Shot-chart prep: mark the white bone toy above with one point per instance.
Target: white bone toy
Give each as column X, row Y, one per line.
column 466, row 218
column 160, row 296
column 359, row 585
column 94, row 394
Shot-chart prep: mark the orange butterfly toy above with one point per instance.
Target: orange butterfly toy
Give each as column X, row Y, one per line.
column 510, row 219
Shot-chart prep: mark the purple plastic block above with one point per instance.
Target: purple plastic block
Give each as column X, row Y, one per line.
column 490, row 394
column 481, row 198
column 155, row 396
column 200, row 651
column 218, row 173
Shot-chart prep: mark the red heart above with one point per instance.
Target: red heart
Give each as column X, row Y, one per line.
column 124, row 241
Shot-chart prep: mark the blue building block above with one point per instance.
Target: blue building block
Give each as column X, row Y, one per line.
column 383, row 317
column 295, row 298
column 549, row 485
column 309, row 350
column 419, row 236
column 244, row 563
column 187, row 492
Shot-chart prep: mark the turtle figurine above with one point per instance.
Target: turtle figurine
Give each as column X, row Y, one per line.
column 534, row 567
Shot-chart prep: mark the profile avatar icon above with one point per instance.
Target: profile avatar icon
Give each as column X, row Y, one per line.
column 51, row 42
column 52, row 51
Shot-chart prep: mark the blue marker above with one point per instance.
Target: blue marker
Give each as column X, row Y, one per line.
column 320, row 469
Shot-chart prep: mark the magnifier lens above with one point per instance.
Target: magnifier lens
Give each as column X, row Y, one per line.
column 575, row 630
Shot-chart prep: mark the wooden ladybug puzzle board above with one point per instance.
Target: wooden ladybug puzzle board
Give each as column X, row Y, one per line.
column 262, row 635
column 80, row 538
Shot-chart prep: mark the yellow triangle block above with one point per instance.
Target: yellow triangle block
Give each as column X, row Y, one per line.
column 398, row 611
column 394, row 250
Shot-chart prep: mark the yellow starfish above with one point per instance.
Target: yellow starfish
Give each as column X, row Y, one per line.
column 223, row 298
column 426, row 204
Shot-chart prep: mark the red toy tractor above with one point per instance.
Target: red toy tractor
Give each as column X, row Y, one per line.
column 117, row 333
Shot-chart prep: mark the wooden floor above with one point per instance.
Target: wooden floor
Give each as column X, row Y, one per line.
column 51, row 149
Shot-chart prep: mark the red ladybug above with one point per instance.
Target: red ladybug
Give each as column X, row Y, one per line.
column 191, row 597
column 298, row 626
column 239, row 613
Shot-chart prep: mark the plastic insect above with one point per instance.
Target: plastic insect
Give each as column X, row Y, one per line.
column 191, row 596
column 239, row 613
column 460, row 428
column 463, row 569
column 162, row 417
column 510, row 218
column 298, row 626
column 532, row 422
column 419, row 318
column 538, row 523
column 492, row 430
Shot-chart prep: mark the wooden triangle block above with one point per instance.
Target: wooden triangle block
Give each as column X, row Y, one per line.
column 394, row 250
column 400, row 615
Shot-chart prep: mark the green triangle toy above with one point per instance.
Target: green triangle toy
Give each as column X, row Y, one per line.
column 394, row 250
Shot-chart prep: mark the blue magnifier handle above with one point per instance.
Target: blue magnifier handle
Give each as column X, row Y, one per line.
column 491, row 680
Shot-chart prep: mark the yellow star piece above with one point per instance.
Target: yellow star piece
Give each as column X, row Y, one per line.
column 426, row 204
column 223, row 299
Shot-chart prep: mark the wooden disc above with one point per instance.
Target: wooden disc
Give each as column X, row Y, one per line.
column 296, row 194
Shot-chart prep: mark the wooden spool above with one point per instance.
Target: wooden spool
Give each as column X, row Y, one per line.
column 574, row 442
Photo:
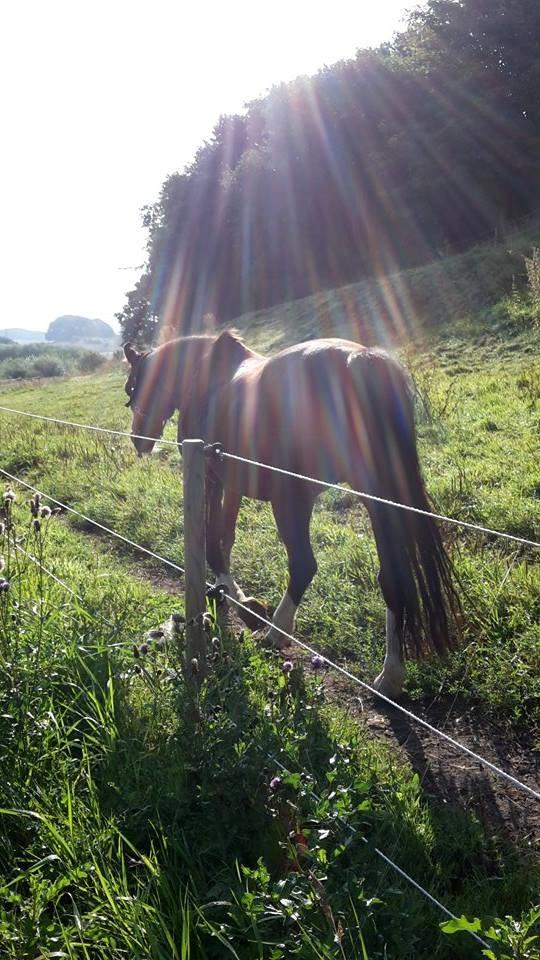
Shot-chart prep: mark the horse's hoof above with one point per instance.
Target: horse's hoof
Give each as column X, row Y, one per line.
column 256, row 614
column 388, row 686
column 274, row 638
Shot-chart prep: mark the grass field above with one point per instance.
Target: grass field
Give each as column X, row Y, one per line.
column 133, row 828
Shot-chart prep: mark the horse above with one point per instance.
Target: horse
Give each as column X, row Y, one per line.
column 328, row 409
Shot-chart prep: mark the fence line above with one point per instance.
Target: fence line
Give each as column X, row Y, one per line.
column 392, row 703
column 288, row 473
column 95, row 523
column 392, row 864
column 89, row 426
column 293, row 639
column 352, row 829
column 335, row 666
column 388, row 503
column 62, row 583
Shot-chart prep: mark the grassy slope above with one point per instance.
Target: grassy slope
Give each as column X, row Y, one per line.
column 119, row 826
column 478, row 384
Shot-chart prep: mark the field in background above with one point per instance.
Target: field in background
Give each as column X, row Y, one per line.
column 27, row 361
column 129, row 839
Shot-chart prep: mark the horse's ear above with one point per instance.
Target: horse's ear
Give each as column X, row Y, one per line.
column 131, row 353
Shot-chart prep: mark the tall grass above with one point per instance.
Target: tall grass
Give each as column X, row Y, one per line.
column 32, row 360
column 133, row 825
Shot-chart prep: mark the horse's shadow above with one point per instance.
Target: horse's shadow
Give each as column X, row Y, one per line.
column 452, row 778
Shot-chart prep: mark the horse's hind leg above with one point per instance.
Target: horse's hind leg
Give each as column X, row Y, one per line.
column 292, row 512
column 390, row 679
column 222, row 513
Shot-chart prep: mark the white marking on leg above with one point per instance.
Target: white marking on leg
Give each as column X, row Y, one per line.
column 390, row 680
column 283, row 618
column 231, row 587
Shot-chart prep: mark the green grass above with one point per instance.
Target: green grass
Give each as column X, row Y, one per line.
column 135, row 827
column 479, row 446
column 135, row 822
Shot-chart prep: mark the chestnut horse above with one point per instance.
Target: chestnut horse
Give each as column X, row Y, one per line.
column 328, row 409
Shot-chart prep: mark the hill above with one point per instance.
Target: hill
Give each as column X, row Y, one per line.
column 311, row 767
column 74, row 329
column 411, row 304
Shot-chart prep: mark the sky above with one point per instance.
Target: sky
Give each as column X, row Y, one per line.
column 102, row 100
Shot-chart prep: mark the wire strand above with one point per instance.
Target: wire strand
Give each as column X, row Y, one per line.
column 288, row 473
column 392, row 864
column 383, row 500
column 95, row 523
column 89, row 426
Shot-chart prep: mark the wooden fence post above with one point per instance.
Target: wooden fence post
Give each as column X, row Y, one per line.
column 194, row 470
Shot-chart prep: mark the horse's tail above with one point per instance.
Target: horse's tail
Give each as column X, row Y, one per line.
column 416, row 575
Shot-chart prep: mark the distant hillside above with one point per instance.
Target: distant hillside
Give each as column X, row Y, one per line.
column 74, row 329
column 19, row 335
column 402, row 306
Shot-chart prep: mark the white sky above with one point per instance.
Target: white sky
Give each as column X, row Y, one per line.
column 101, row 99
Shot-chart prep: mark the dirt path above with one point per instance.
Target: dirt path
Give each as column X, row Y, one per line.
column 447, row 775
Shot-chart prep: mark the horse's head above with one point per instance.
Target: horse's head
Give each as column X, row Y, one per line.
column 148, row 397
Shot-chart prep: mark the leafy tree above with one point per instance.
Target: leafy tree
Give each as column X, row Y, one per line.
column 422, row 147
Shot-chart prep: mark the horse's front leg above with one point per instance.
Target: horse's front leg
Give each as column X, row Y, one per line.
column 390, row 680
column 222, row 514
column 292, row 512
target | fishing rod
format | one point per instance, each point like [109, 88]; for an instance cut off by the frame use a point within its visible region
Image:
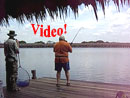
[76, 35]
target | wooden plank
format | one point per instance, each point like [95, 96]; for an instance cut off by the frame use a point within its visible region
[46, 88]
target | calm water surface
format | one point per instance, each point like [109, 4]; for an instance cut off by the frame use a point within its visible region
[107, 65]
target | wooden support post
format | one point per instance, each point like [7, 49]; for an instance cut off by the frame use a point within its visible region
[33, 74]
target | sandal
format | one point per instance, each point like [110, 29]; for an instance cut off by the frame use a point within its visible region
[57, 85]
[67, 84]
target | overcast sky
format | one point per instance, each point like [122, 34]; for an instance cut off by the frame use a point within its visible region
[114, 26]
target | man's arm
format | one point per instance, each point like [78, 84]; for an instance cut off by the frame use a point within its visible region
[69, 48]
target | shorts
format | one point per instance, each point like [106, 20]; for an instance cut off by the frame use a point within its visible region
[58, 66]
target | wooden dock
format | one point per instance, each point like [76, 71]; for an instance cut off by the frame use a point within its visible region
[46, 88]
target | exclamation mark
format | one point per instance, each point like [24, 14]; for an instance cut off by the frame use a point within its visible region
[65, 28]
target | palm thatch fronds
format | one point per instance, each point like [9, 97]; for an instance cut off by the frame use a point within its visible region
[27, 9]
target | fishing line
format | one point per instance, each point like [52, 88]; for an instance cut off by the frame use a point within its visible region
[76, 35]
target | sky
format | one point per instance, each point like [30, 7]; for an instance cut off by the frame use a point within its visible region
[114, 26]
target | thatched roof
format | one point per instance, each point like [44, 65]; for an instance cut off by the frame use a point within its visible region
[27, 9]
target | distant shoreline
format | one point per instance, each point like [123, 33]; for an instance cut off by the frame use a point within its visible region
[77, 45]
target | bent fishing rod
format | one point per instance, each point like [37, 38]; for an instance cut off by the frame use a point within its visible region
[76, 35]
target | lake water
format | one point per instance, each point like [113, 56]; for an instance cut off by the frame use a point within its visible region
[107, 65]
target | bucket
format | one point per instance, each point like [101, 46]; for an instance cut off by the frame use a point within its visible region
[1, 90]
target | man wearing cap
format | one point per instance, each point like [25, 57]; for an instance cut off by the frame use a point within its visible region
[61, 50]
[11, 49]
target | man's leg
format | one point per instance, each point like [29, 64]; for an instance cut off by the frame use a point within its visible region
[66, 69]
[58, 77]
[67, 76]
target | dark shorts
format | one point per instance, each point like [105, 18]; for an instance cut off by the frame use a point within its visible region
[59, 66]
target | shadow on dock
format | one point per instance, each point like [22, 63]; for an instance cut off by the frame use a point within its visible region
[46, 88]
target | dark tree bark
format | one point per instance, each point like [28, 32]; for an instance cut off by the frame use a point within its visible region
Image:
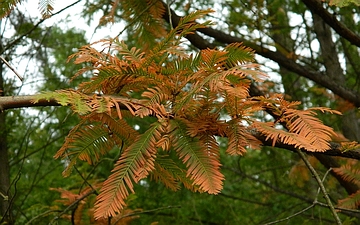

- [SET TASK]:
Turn the lines of the records from the one containing "Shot-chart prep: mark the field" up to and including the one containing "column 231, row 587" into a numbered list, leaving out any blank lines.

- [OUTPUT FOR THIS EXERCISE]:
1. Shot-chart prep: mark the field in background above with one point per instance.
2. Target: field in background
3. Give each as column X, row Y, one per line.
4. column 27, row 361
5. column 129, row 839
6. Shot-chart prep: mark the horse's ear above with one point per instance.
7. Target: horse's ear
8. Give each as column X, row Y, one per line.
9. column 131, row 353
10. Shot-chart prep: mark the tall grass above with one point per instance.
11. Target: tall grass
12. Give each as column X, row Y, one per line.
13. column 32, row 360
14. column 133, row 825
15. Shot-chart prep: mark the horse's shadow above with one point per instance.
16. Target: horse's shadow
17. Give each as column X, row Y, one per line.
18. column 452, row 778
19. Shot-chart prep: mark the horse's hind leg above with one point per instance.
20. Target: horse's hind leg
21. Give each as column X, row Y, one per line.
22. column 292, row 512
23. column 390, row 679
24. column 222, row 513
25. Shot-chart prep: mark the white marking on leg above with one point per instance.
26. Target: white marking on leg
27. Give each as column X, row Y, one per line.
28. column 390, row 680
29. column 283, row 618
30. column 231, row 587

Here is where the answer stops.